• **Short exercise**:
Output exactly, please, the lines of the records below from the one containing "cap of male" through the final line.

Detection examples:
==*==

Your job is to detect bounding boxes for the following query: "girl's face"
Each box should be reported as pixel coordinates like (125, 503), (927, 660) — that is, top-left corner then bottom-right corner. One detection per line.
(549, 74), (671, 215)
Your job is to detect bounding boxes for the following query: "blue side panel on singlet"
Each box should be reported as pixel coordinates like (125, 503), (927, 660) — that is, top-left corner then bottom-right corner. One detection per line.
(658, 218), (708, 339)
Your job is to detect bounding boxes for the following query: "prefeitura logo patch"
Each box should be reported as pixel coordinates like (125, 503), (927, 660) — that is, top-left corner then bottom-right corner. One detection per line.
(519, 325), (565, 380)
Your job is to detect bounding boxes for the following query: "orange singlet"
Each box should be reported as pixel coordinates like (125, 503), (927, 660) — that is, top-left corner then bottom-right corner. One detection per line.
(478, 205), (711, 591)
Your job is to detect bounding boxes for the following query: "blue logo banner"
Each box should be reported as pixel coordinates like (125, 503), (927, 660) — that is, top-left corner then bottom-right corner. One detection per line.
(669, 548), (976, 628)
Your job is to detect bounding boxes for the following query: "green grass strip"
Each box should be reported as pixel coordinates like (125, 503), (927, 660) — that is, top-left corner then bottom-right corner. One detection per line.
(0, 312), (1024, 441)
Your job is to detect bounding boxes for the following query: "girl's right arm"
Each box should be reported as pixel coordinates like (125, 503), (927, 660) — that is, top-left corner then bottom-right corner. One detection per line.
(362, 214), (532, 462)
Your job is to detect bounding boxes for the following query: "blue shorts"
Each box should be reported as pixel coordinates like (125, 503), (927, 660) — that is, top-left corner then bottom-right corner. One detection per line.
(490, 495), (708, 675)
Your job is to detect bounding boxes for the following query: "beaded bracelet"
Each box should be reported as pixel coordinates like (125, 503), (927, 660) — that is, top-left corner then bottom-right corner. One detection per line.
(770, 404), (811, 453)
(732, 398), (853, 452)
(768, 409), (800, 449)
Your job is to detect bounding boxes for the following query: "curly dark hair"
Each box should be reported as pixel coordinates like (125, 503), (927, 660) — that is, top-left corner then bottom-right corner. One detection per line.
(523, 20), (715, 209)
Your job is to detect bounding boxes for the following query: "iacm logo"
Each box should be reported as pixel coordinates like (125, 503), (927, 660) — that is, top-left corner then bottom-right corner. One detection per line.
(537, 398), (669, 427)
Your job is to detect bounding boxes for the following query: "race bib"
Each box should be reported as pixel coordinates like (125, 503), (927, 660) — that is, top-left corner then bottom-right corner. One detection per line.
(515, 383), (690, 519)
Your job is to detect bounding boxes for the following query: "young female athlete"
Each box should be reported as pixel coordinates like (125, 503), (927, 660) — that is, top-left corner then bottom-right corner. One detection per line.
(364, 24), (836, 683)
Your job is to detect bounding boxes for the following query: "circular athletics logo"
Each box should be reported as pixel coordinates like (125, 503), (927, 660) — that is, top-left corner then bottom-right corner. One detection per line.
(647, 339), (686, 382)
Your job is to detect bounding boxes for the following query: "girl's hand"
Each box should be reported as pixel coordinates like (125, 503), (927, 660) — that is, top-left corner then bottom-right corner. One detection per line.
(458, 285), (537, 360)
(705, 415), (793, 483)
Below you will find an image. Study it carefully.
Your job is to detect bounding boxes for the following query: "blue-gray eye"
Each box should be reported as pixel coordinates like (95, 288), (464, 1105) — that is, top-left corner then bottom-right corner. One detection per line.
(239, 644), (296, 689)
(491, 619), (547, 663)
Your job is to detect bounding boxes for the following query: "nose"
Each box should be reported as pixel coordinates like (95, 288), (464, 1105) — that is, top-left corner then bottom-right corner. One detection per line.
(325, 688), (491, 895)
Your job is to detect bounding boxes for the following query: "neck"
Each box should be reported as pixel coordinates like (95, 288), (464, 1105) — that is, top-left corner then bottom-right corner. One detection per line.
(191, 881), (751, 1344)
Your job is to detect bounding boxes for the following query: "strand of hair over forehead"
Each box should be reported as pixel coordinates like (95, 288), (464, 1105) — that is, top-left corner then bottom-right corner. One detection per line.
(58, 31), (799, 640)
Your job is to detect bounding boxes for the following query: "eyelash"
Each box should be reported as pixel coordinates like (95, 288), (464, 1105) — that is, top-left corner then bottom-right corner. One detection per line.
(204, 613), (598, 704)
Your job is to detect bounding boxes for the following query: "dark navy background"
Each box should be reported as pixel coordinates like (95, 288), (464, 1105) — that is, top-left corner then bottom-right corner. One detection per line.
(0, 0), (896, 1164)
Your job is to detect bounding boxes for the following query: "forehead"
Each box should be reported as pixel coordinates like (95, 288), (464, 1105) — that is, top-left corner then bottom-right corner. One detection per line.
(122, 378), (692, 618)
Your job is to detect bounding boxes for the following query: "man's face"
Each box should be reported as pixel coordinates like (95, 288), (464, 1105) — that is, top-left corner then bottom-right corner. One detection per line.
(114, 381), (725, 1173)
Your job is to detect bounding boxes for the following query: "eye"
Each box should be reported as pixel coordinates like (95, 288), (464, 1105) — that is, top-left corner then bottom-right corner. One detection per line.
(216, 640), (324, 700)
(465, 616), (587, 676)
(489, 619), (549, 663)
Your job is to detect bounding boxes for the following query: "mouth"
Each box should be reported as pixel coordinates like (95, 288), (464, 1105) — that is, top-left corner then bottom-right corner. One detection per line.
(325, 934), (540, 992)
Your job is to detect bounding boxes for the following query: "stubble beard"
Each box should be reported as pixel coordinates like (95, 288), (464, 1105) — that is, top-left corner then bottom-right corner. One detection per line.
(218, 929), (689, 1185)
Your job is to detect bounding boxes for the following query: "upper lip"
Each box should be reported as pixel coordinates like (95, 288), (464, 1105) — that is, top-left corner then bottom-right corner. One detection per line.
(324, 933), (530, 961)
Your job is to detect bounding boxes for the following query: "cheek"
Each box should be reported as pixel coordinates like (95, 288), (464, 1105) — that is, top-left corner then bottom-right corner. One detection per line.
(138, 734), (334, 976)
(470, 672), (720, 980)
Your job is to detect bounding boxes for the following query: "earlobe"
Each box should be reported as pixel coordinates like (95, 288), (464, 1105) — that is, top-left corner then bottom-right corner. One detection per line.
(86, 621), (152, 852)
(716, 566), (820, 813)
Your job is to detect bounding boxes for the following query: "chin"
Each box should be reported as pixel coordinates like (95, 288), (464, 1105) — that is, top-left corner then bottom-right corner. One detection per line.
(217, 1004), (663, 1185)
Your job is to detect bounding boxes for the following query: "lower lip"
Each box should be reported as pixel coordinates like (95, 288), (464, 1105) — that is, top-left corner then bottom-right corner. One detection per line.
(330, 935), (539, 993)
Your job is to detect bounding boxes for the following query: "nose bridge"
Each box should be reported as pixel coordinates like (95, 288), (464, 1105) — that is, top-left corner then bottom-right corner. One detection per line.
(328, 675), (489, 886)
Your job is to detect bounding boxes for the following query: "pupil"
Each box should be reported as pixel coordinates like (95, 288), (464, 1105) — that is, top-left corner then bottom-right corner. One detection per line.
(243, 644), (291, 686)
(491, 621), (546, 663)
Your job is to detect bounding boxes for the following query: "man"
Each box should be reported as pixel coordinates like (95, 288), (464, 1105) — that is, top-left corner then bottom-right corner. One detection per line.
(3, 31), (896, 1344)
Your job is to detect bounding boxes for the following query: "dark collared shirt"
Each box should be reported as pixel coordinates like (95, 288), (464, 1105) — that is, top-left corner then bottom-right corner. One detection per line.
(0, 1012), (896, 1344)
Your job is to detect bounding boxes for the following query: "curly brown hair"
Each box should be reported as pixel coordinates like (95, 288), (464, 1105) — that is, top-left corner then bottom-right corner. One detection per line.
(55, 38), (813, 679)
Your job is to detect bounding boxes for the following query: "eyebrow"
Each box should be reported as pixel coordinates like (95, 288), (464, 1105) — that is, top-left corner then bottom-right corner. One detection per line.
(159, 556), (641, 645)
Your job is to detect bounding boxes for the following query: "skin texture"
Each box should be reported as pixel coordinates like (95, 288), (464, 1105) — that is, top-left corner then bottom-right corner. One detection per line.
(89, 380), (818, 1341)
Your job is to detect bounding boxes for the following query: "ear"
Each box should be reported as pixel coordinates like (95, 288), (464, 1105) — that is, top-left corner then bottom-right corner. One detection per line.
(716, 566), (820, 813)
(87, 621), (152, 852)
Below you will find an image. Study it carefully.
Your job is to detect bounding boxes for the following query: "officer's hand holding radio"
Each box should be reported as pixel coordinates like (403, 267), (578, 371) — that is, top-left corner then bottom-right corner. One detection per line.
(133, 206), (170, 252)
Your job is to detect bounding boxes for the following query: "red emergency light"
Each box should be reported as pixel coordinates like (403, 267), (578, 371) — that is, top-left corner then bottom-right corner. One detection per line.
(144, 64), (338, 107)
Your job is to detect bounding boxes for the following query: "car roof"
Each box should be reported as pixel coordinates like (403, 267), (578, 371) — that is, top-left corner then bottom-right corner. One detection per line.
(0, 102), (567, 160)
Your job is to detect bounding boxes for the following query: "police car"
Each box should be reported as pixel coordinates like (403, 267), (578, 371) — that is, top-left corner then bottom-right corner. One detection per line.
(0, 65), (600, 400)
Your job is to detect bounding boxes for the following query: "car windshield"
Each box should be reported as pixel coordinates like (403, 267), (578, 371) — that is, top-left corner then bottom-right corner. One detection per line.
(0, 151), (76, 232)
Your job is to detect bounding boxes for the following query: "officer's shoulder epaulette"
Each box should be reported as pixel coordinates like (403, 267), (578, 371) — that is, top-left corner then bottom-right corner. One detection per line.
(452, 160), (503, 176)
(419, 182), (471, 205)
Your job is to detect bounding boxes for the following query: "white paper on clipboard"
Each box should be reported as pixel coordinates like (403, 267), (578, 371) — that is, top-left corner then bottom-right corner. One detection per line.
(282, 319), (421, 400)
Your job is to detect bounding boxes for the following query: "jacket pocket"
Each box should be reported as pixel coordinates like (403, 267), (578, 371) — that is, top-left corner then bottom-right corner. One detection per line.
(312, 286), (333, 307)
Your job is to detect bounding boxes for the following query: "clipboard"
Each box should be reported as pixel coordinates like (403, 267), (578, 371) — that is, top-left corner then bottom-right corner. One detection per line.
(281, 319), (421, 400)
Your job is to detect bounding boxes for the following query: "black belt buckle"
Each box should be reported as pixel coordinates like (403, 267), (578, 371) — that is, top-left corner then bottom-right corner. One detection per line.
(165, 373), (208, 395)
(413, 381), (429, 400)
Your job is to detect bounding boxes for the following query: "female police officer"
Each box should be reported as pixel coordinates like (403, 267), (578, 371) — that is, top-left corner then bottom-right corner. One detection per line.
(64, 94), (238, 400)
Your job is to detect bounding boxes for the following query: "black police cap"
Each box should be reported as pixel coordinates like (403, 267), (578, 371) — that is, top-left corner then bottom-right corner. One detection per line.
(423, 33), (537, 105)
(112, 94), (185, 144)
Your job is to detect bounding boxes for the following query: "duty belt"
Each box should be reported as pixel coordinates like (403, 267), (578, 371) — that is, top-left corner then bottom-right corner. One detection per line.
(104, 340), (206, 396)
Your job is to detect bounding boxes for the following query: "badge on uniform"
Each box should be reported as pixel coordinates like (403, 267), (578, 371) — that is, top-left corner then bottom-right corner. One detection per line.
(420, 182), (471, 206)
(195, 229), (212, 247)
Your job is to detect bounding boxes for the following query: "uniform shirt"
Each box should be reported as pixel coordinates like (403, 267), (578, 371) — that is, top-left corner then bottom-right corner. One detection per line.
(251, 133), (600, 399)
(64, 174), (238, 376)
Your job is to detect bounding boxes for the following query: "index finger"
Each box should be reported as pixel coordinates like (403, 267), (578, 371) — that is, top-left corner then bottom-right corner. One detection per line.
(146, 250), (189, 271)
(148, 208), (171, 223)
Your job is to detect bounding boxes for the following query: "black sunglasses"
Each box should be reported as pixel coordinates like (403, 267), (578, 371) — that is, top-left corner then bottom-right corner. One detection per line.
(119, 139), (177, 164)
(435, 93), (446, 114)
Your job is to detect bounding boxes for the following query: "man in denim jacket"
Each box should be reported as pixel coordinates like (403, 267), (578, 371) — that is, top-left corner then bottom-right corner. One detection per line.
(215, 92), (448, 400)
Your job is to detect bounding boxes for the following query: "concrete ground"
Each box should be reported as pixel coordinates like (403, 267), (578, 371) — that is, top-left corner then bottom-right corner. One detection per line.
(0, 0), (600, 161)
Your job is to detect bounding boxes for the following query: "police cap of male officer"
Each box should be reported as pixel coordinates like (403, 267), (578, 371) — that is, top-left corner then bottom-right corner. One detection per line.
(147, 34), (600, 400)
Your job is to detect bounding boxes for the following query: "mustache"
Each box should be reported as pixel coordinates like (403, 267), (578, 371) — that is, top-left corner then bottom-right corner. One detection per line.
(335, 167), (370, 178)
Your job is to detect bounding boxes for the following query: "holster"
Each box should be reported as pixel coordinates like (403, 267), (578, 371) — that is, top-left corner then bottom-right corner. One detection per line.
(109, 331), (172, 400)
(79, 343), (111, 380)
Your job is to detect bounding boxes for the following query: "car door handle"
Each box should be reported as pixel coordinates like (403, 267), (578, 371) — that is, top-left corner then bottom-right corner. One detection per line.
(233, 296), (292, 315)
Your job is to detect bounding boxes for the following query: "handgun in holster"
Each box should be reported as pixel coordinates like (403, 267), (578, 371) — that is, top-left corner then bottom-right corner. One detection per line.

==*==

• **Final result**:
Your job is to detect bounding boxes for the following query: "police cap of male officer"
Each box should be reported as pixel coordinates like (403, 267), (578, 371) — that is, top-left corner then bottom-right corner. One detection per line.
(147, 34), (600, 400)
Your job is to detect bounding boxes for the following query: "mustache"
Each box should be reported as pixel coordinates like (403, 267), (578, 371) — that is, top-left corner then bottom-right corner. One detection per line.
(335, 167), (370, 178)
Your job is to detect bounding boxes for the following query: "holster"
Each box should be reported as pixel coordinates like (403, 267), (578, 371) — that is, top-left corner then bottom-right corner. One detection per line.
(109, 331), (172, 400)
(79, 343), (111, 380)
Your job is to detect bounding boxes for the following query: "car door handle"
Each box should be reported as pixel coordinates like (403, 267), (578, 371) — that is, top-left corner then bottom-right corner. One detection per line.
(233, 296), (292, 315)
Your job is to detect bounding boxes for the following query: "handgun in holster"
Each box should be reported as pixel coordinates like (403, 267), (578, 371) — that is, top-left corner then bottom-right corner. One detection per line.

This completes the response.